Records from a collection
##############################
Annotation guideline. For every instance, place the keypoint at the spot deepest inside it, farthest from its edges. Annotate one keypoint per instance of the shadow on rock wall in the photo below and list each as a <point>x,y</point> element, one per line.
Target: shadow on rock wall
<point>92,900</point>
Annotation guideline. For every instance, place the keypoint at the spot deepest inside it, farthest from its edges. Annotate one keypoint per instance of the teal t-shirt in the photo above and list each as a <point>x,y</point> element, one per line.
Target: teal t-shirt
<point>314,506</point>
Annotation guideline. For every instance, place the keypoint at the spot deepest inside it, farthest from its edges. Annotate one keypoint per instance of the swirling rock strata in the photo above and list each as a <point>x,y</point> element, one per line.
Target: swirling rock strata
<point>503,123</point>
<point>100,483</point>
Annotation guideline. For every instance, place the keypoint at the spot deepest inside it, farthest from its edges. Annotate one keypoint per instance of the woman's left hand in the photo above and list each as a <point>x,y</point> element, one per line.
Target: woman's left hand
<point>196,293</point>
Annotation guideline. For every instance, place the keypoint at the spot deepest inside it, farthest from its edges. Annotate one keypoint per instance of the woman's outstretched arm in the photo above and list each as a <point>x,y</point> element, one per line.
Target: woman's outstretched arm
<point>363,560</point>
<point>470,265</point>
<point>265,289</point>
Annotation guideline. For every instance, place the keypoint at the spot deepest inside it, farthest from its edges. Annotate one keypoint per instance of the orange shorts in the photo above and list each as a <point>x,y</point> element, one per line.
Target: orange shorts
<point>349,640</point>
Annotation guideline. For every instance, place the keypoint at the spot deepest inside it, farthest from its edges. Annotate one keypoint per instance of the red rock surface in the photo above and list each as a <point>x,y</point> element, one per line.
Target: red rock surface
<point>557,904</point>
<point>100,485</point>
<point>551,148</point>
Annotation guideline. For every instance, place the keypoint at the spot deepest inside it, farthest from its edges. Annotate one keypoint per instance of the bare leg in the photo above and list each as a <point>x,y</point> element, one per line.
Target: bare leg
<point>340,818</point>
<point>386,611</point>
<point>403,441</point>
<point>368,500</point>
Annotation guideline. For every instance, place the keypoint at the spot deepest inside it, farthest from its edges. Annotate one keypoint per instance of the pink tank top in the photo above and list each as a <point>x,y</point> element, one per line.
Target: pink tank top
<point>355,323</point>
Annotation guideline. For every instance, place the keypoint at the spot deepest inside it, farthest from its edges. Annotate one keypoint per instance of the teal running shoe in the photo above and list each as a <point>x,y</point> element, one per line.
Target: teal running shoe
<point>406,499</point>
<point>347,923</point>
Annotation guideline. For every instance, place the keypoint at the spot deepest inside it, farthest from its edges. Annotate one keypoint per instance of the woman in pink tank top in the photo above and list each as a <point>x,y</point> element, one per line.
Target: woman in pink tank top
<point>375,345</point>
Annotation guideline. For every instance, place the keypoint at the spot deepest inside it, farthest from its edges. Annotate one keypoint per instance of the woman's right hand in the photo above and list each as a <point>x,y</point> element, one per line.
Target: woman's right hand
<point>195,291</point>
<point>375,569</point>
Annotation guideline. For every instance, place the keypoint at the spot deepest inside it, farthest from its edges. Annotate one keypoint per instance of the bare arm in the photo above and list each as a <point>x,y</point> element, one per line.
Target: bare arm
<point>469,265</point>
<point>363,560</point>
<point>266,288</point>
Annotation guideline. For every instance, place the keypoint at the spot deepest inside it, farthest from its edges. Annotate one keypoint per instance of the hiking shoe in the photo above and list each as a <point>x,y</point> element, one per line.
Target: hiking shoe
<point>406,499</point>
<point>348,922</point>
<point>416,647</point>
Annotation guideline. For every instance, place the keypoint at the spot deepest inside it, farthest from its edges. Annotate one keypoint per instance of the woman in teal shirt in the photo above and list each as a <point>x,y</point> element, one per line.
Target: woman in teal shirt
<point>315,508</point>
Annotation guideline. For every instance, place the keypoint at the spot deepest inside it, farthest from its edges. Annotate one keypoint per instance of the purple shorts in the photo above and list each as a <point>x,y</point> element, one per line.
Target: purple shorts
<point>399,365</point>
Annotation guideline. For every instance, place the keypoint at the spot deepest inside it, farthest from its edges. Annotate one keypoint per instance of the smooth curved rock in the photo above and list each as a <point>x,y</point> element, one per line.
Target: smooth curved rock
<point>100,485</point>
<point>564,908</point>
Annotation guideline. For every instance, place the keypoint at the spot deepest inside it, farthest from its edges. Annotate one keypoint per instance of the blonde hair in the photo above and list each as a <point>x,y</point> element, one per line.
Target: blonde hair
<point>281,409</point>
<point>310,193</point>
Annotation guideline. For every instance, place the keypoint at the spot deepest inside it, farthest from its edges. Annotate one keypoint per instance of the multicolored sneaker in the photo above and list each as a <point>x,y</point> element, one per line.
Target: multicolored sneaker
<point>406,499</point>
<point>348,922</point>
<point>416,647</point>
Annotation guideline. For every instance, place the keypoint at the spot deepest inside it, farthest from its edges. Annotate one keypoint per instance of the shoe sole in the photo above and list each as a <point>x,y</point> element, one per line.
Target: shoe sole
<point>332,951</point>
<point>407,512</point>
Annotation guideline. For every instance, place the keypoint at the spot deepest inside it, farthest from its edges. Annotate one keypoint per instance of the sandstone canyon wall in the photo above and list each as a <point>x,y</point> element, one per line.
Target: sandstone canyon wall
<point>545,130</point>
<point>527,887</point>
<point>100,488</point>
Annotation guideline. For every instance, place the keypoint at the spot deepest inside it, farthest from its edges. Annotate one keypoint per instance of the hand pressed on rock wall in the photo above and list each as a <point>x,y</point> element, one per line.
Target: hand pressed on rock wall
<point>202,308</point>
##############################
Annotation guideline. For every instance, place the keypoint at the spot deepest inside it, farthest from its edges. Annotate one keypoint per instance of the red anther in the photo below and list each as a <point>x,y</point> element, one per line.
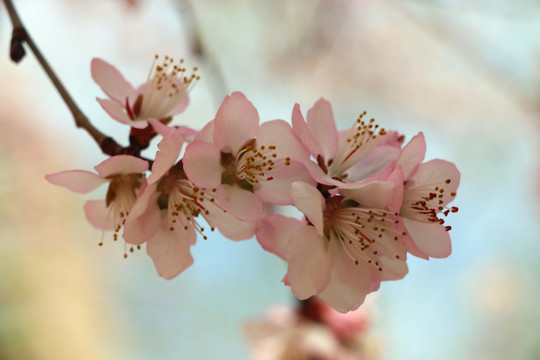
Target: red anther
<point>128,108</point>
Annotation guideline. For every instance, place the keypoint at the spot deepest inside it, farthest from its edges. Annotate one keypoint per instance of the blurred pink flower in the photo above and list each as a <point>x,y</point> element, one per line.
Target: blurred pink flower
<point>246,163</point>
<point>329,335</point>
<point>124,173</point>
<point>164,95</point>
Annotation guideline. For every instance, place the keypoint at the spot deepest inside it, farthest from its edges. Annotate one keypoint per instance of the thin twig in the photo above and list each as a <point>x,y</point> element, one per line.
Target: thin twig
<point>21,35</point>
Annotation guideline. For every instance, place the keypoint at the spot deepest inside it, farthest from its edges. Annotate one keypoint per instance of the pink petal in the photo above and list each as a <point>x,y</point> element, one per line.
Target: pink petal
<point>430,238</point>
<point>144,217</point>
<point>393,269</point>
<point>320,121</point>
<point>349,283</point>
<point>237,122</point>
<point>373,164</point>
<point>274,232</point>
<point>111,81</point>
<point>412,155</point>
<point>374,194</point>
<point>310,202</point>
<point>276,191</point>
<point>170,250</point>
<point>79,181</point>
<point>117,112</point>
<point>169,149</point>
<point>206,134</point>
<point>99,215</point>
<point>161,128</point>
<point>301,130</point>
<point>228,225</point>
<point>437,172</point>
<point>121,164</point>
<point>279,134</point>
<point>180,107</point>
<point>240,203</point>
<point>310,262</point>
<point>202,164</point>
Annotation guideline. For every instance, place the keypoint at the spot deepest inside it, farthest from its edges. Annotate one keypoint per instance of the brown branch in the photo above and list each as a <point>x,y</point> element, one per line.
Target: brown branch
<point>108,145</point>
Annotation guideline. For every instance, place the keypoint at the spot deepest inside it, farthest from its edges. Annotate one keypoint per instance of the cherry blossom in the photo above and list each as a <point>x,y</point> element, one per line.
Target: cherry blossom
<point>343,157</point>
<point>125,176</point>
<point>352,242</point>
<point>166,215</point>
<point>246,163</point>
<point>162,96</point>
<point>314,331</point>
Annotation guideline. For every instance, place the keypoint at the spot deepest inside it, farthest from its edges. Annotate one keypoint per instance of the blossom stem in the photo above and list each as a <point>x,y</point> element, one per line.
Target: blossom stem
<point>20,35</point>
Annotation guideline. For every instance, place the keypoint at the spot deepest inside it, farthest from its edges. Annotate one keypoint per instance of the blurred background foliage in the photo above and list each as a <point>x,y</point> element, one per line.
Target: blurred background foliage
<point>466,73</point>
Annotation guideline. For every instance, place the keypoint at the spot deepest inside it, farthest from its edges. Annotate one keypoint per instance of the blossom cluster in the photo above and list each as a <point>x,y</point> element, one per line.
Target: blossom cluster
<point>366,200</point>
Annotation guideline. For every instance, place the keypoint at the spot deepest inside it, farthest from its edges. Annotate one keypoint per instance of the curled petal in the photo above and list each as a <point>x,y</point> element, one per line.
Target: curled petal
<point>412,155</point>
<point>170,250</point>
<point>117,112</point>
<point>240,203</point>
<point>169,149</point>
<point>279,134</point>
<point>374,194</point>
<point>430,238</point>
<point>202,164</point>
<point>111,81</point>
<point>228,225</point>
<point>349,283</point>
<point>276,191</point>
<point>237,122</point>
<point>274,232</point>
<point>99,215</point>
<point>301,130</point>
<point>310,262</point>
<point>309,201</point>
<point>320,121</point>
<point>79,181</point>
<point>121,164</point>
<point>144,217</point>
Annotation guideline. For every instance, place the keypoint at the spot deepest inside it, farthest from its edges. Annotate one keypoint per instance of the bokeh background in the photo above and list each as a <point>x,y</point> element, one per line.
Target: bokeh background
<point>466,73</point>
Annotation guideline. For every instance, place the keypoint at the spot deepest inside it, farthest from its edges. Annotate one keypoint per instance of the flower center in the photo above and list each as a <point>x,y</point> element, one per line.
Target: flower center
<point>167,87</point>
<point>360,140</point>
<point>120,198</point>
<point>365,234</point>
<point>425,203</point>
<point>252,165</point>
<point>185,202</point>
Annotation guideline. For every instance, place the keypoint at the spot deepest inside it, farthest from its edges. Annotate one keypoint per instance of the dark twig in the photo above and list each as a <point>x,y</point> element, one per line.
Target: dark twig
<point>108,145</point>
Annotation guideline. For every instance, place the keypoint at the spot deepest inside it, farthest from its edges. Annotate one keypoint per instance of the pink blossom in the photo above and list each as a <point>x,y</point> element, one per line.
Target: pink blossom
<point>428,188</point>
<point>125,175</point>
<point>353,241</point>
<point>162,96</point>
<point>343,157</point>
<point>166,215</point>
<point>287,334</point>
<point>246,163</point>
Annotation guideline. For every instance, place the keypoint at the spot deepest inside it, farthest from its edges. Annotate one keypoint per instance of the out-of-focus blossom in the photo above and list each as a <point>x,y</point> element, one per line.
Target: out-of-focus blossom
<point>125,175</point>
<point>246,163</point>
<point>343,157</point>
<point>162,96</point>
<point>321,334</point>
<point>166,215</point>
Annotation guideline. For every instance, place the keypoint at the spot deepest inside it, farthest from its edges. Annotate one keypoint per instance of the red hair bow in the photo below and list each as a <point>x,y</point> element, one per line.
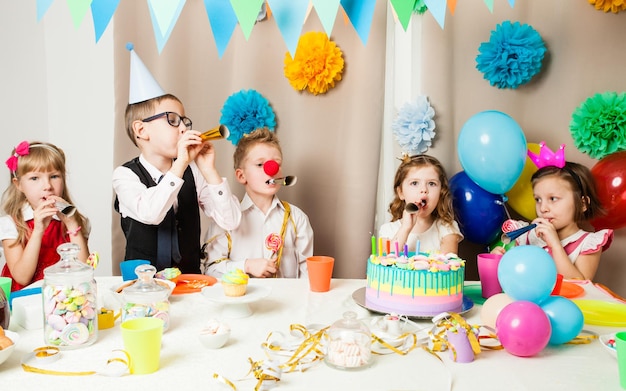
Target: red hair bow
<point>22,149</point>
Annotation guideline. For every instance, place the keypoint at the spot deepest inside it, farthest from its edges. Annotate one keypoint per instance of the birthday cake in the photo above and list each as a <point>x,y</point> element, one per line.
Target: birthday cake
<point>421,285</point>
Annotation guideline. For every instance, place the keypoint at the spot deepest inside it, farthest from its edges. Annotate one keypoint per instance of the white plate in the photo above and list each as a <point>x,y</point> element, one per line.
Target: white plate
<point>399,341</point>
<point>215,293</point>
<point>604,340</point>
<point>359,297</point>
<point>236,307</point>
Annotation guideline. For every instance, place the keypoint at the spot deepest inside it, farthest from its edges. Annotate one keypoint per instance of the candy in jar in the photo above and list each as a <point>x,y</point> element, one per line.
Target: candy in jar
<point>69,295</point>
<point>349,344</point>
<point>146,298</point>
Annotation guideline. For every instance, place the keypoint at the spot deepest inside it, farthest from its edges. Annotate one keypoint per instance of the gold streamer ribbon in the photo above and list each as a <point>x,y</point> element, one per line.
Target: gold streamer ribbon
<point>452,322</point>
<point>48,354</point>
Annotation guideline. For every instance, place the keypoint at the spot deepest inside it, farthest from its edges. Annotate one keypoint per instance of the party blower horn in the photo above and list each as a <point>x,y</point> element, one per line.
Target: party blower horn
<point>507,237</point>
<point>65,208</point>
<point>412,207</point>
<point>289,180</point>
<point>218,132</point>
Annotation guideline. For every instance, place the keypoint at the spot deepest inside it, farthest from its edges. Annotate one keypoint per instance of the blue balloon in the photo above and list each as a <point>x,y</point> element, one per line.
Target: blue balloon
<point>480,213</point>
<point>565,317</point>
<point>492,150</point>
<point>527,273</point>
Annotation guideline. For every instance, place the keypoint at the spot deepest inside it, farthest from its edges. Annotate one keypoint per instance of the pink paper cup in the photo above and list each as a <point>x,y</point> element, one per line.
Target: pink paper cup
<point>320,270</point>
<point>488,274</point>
##############################
Your task
Every line from the line containing "Target: woman's right hand" through the line containing "the bare arm" in the records above must be retyped exactly. Leave out the rest.

Solution to this problem
Target: woman's right hand
<point>195,291</point>
<point>375,569</point>
Annotation guideline. For every instance, place the keypoint at the spot deepest inside it, farthest from its edges. Annotate one keypoint per instance of the bare arm in the photo above and list each as a <point>x,y</point> element, one per line.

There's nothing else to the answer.